▸ **DOEL OPDRACHT**
Schrijf uit het paginafragment een deel letterlijk over: begin bij de woorden "Gelet op de" en stop na "vordering kunnen dragen.".

▸ **PAGINAFRAGMENT**
=-=-=

3.De beoordeling in het incident

3.1.
De rechtbank overweegt als volgt. Voor toewijzing van een vordering tot oproeping in vrijwaring is vereist dat de partij die een derde in vrijwaring wenst op te roepen zich beroept op een rechtsverhouding met die derde die meebrengt dat de partij de nadelige gevolgen van de beslissing in de hoofdzaak op die derde kan afwentelen. Het daadwerkelijk bestaan van de gestelde rechtsverhouding behoeft nog niet vast te staan. Dat zal in de vrijwaringszaak moeten worden onderzocht.
3.2.
Gelet op de door LL20 aangevoerde grond voor de oproeping in vrijwaring, valt naar het oordeel van de rechtbank op voorhand niet uit te sluiten dat LL20 voor zover de vordering van [eisers in de hoofdzaak, verweerders in het incident] betrekking heeft op de daken regres zal kunnen nemen op [naam] . Dat is voor toewijzing van de vordering in het incident voldoende. De vrijwaring zal leiden tot enige vertraging van het geding, maar die is niet onaanvaardbaar te achten. De rechtbank is daarom van oordeel dat de incidentele vordering moet worden toegewezen, nu de aangevoerde gronden die vordering kunnen dragen.
3.3.

=-=-=

▸ **UITTREKSEL GEGEVENS**

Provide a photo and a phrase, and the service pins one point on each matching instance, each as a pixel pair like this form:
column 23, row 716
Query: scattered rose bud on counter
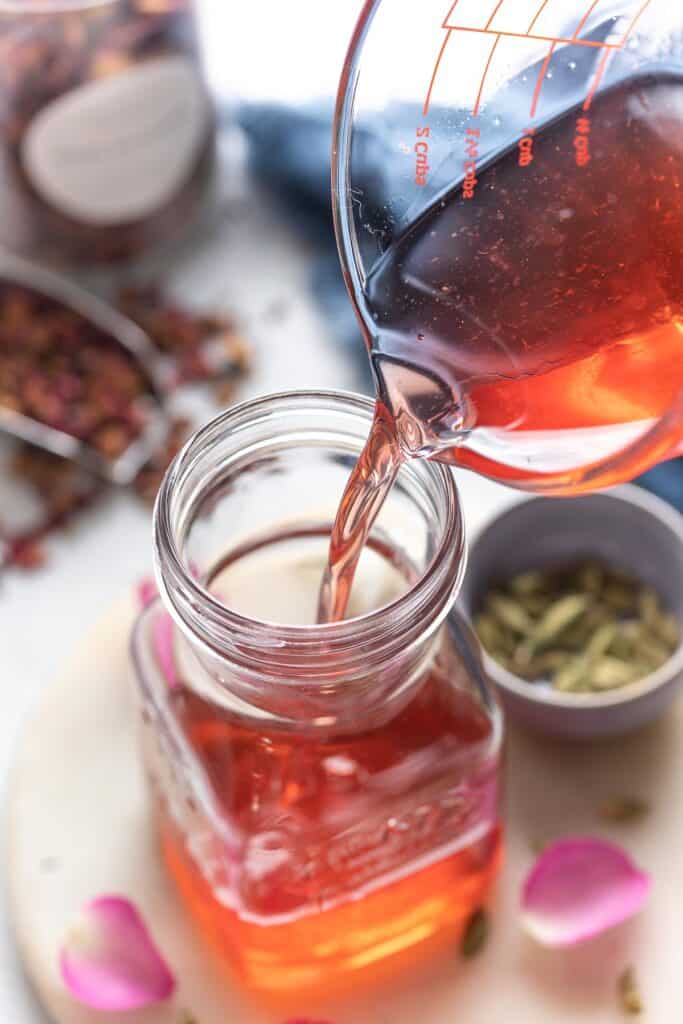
column 93, row 379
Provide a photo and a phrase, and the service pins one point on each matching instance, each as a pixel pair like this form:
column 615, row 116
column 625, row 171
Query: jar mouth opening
column 425, row 603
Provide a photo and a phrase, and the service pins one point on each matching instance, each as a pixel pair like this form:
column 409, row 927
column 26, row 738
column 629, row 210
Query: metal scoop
column 123, row 469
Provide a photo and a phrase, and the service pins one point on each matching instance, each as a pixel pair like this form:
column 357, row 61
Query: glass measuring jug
column 516, row 262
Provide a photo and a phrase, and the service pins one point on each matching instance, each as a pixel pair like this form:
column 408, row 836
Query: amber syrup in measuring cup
column 528, row 325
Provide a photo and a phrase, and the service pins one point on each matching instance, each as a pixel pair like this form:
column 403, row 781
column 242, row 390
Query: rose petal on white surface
column 109, row 961
column 146, row 592
column 578, row 889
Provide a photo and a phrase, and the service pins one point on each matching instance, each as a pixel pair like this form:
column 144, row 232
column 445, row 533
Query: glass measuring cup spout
column 519, row 282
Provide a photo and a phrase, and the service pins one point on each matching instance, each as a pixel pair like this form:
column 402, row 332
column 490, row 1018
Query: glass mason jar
column 105, row 127
column 327, row 795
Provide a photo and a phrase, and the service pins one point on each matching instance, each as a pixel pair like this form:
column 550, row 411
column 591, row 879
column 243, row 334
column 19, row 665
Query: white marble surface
column 94, row 828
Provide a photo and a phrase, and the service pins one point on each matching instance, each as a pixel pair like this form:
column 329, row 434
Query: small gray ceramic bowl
column 626, row 527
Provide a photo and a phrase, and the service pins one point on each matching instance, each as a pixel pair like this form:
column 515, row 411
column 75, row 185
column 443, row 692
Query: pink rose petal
column 109, row 961
column 162, row 633
column 162, row 638
column 146, row 592
column 578, row 889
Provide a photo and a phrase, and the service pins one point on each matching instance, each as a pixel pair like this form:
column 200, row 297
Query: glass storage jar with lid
column 327, row 797
column 105, row 126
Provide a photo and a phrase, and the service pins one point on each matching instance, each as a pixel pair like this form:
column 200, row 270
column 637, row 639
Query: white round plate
column 78, row 827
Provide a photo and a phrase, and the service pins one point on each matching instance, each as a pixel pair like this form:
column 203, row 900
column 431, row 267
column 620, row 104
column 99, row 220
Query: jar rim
column 220, row 630
column 49, row 6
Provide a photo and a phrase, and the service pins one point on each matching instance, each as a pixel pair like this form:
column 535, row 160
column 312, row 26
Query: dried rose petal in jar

=-=-=

▸ **RESULTAAT OEFENING**
Gelet op de door LL20 aangevoerde grond voor de oproeping in vrijwaring, valt naar het oordeel van de rechtbank op voorhand niet uit te sluiten dat LL20 voor zover de vordering van [eisers in de hoofdzaak, verweerders in het incident] betrekking heeft op de daken regres zal kunnen nemen op [naam] . Dat is voor toewijzing van de vordering in het incident voldoende. De vrijwaring zal leiden tot enige vertraging van het geding, maar die is niet onaanvaardbaar te achten. De rechtbank is daarom van oordeel dat de incidentele vordering moet worden toegewezen, nu de aangevoerde gronden die vordering kunnen dragen.